**Part of a data file**
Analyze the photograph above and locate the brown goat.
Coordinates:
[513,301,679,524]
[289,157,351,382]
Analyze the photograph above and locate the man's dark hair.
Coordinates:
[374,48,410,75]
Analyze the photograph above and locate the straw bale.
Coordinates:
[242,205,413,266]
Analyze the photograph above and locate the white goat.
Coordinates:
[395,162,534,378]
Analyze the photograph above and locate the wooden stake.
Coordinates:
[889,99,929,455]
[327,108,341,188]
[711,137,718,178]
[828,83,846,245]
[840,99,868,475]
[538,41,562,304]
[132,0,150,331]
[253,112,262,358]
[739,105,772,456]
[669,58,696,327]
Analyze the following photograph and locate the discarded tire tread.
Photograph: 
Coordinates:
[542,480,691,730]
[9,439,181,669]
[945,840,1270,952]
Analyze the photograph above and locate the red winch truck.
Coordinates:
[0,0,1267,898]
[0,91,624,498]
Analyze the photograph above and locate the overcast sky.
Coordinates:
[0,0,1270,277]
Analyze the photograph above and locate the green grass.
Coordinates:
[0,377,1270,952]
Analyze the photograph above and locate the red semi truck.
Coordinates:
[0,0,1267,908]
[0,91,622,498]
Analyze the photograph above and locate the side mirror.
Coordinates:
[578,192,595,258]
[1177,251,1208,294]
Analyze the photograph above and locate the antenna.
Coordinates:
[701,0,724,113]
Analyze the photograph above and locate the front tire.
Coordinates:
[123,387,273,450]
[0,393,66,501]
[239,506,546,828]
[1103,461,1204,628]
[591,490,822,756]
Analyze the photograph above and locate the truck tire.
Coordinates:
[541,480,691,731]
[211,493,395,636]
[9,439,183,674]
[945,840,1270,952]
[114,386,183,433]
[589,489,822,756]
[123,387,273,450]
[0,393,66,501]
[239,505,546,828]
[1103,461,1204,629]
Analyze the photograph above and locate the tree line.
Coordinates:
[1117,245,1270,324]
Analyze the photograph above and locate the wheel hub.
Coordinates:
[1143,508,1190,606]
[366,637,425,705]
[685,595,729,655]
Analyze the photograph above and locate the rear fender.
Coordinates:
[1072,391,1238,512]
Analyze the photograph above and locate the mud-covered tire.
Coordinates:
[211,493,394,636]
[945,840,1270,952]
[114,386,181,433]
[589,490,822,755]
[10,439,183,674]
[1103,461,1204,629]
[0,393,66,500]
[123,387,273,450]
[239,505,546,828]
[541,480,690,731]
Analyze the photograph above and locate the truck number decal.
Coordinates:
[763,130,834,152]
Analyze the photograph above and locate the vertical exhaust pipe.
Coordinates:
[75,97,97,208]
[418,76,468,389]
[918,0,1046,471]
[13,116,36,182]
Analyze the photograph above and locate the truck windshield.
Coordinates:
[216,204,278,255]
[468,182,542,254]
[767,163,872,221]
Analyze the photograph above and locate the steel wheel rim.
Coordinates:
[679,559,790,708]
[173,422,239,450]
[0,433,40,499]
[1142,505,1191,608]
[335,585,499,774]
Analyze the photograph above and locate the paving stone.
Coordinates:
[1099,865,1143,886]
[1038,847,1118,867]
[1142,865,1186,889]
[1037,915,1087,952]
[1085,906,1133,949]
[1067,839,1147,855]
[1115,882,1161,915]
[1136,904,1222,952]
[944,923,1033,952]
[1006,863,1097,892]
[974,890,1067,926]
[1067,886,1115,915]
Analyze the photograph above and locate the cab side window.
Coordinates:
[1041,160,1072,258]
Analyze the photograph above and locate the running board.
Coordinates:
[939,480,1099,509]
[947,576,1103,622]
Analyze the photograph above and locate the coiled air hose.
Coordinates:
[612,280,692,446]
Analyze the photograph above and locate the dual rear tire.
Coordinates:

**BRIEF**
Rewrite the records from the line that has "Analyze the photograph above and locate the wheel" through the line that has "[1072,391,1238,512]", putting "rear bumper" in place of "rear fender" and leaving everything else the same.

**WRITTEN REPLY**
Analyze the photograph above and locate the wheel hub.
Coordinates:
[1143,508,1190,606]
[366,637,425,705]
[685,595,729,655]
Analyze the photograph above and locate the rear bumper.
Coordinates:
[1072,391,1238,512]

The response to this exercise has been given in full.